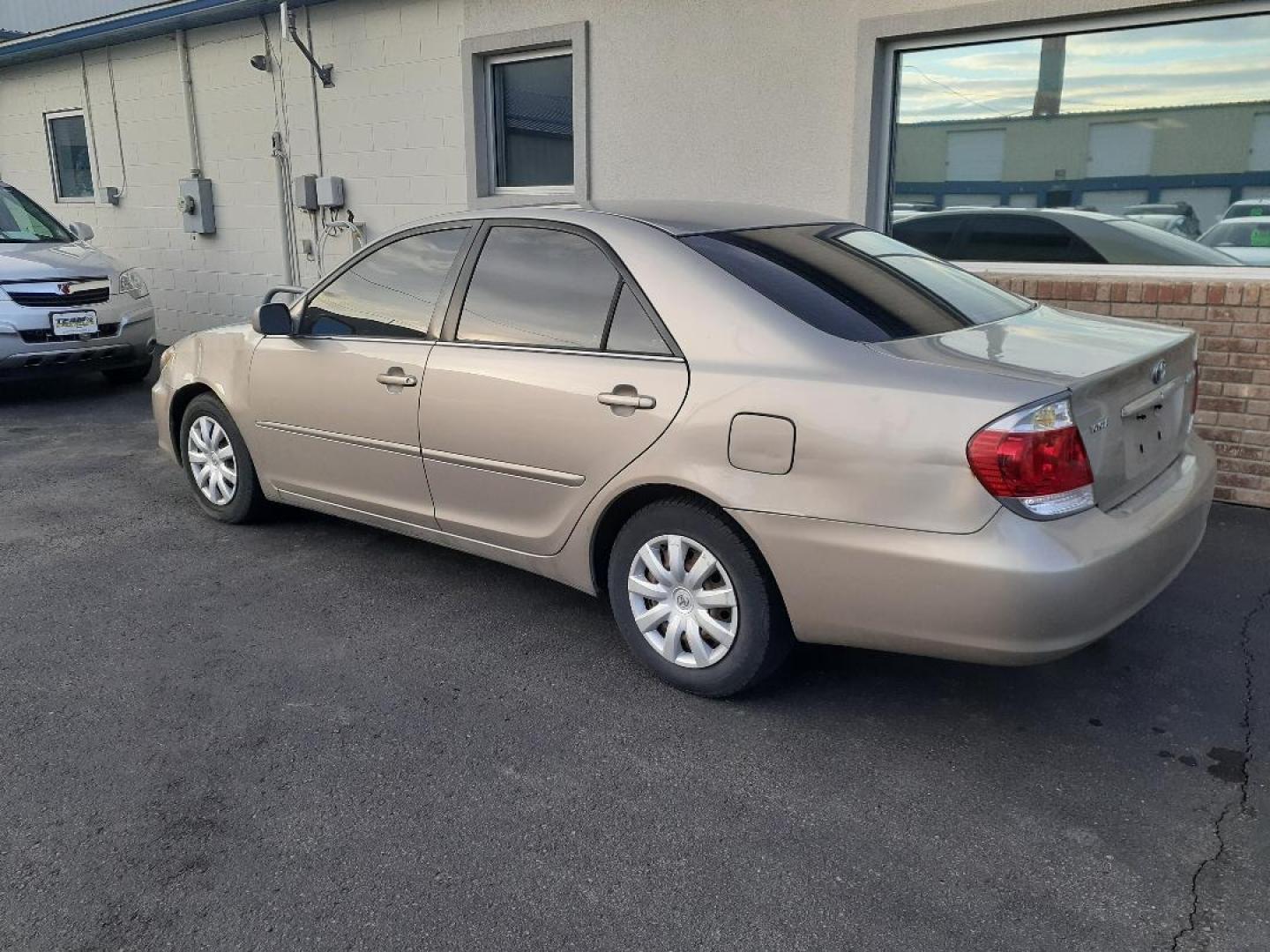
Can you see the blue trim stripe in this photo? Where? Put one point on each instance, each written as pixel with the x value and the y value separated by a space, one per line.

---

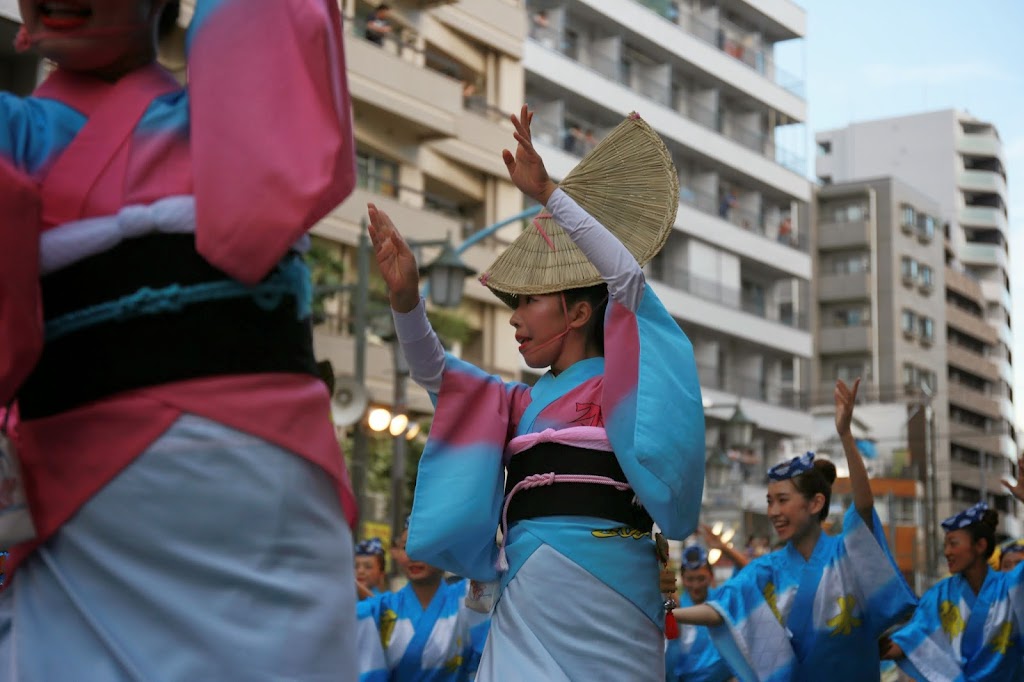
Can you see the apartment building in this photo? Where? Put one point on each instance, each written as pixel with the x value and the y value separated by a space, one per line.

==

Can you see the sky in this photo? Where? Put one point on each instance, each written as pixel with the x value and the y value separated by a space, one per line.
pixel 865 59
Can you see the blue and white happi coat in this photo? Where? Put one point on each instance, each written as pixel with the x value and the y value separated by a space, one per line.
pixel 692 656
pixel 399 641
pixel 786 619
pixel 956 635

▶ _Task details_: Repeat the lines verbatim, starting with the line that contains "Can you see the sky" and going on through the line that contains "pixel 956 635", both included.

▶ _Complete response_:
Can you see the sky in this photo? Where? Put one point on each instance, each written as pixel with the x value and the y value separated by a space, one per line.
pixel 865 59
Can you see the blue and white happi coat in this photo? Where? Put one point on each instance, each written as pixel with the x value and the y value separated by a space, one per line.
pixel 692 656
pixel 399 641
pixel 786 619
pixel 956 635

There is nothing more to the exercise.